» O que fazer: Por favor, reproduza sem nenhuma alteração tudo o que vai da linha que contém "Spot the nose" até o fim do material abaixo, incluindo essa linha e a última.

^^^^

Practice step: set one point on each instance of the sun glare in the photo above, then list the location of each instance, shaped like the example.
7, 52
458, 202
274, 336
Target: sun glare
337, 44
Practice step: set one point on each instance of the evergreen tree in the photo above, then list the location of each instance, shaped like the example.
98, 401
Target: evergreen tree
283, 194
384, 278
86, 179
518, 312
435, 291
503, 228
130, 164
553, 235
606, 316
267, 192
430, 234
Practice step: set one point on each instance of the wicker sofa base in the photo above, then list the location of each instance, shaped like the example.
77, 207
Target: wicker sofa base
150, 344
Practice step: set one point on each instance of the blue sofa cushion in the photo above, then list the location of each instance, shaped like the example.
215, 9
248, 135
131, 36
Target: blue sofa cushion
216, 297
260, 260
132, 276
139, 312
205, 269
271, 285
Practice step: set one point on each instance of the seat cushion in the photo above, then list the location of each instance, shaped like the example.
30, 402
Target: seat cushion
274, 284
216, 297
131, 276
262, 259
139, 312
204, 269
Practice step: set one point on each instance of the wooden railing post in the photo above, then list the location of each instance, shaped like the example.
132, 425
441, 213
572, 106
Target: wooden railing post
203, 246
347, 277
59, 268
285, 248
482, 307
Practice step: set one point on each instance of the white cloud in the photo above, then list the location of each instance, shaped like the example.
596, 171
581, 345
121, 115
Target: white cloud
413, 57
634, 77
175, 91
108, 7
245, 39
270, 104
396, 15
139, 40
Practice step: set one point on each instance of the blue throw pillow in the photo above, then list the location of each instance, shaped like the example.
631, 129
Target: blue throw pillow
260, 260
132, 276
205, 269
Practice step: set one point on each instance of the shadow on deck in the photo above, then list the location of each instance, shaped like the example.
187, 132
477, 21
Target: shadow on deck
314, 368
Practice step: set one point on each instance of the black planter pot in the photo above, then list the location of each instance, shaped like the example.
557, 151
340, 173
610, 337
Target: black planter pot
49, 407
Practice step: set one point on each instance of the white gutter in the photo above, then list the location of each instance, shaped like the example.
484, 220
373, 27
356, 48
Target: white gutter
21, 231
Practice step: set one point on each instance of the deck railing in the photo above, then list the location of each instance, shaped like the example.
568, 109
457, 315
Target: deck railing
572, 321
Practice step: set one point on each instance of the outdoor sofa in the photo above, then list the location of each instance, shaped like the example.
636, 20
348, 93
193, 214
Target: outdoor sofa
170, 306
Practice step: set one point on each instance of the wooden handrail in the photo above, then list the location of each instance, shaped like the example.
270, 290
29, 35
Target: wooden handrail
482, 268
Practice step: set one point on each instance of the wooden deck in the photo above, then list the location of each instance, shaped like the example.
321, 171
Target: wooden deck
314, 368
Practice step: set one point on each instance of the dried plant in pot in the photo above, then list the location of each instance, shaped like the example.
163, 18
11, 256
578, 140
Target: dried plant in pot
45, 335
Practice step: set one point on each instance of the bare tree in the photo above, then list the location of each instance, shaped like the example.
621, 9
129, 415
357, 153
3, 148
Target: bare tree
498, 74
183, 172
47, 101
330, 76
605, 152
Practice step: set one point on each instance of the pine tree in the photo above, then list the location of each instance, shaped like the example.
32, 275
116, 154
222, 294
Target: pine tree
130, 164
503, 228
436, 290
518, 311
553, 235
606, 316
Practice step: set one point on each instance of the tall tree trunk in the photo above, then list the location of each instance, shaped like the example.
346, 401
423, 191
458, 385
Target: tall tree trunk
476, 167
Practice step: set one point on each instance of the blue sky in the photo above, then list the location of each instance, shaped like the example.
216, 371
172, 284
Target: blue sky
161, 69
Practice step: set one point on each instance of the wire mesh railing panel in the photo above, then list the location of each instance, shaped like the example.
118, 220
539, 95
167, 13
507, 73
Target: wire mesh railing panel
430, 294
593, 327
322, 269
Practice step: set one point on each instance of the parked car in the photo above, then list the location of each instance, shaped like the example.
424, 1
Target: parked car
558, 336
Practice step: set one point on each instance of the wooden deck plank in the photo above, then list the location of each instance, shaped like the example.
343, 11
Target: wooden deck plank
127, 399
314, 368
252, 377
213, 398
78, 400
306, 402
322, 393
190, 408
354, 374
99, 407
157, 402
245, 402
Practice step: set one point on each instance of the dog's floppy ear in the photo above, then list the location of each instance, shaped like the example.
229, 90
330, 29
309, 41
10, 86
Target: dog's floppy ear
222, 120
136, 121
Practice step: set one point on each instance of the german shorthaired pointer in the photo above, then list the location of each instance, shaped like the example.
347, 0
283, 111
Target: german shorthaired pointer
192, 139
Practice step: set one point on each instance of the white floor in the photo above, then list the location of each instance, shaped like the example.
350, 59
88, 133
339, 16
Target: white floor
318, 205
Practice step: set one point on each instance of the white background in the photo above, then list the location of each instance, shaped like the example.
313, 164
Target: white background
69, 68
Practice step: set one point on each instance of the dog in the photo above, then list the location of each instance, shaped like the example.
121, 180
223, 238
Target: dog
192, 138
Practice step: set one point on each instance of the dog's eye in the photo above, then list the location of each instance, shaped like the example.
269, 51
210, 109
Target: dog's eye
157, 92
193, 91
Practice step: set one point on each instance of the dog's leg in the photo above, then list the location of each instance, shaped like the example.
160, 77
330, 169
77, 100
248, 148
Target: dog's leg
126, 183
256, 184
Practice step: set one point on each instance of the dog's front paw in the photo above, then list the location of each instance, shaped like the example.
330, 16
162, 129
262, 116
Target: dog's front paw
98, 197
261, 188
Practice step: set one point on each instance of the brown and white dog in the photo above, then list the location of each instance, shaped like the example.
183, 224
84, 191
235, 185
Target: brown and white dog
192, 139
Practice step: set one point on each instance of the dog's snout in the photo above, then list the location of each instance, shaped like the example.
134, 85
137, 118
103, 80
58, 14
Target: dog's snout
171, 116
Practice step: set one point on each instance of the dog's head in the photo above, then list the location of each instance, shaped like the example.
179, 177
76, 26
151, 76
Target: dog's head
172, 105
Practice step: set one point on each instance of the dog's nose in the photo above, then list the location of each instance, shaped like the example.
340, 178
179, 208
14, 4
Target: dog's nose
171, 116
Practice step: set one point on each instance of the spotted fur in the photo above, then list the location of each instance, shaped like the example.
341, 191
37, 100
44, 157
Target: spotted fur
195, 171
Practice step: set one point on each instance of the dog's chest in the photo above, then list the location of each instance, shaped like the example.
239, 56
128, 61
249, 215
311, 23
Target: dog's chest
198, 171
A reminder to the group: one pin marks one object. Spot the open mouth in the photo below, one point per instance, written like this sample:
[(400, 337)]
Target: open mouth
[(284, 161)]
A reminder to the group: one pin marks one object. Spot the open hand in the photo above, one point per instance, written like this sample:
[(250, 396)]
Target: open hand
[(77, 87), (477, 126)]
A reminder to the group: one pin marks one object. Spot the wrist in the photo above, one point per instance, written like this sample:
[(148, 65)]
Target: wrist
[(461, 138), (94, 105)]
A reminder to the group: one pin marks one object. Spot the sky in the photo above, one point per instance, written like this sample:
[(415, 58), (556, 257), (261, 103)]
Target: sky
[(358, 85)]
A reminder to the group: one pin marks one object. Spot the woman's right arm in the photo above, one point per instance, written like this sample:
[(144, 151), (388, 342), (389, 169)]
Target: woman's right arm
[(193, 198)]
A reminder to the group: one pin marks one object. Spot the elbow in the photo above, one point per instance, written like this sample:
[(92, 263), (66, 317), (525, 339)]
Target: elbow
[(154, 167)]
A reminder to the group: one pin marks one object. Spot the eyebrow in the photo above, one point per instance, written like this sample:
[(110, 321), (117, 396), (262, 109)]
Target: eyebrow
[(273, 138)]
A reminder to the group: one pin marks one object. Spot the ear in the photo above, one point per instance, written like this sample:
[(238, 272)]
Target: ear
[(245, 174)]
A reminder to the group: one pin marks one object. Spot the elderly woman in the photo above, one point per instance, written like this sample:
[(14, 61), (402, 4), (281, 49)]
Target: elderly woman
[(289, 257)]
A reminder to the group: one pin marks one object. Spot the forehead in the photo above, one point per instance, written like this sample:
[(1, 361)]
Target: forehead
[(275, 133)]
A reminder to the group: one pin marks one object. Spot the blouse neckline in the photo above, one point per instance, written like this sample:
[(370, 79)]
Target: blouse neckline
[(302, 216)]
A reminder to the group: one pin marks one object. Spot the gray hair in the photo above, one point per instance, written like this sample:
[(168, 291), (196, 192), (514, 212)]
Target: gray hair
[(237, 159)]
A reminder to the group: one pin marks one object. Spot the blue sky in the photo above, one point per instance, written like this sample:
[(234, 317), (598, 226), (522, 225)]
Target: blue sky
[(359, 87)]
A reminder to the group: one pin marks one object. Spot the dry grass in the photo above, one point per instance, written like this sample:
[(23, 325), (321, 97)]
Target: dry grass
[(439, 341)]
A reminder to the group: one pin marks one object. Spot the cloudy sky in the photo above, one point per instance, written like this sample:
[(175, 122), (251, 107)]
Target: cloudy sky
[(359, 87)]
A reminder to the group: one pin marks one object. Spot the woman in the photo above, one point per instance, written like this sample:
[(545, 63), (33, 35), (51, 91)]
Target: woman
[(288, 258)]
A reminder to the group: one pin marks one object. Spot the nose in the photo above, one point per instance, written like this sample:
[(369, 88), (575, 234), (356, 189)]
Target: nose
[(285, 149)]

^^^^

» Resultado:
A reminder to the group: one pin marks one object. Spot the nose in the photo above, one point per instance, written like this sample:
[(369, 88), (575, 234), (356, 189)]
Target: nose
[(285, 149)]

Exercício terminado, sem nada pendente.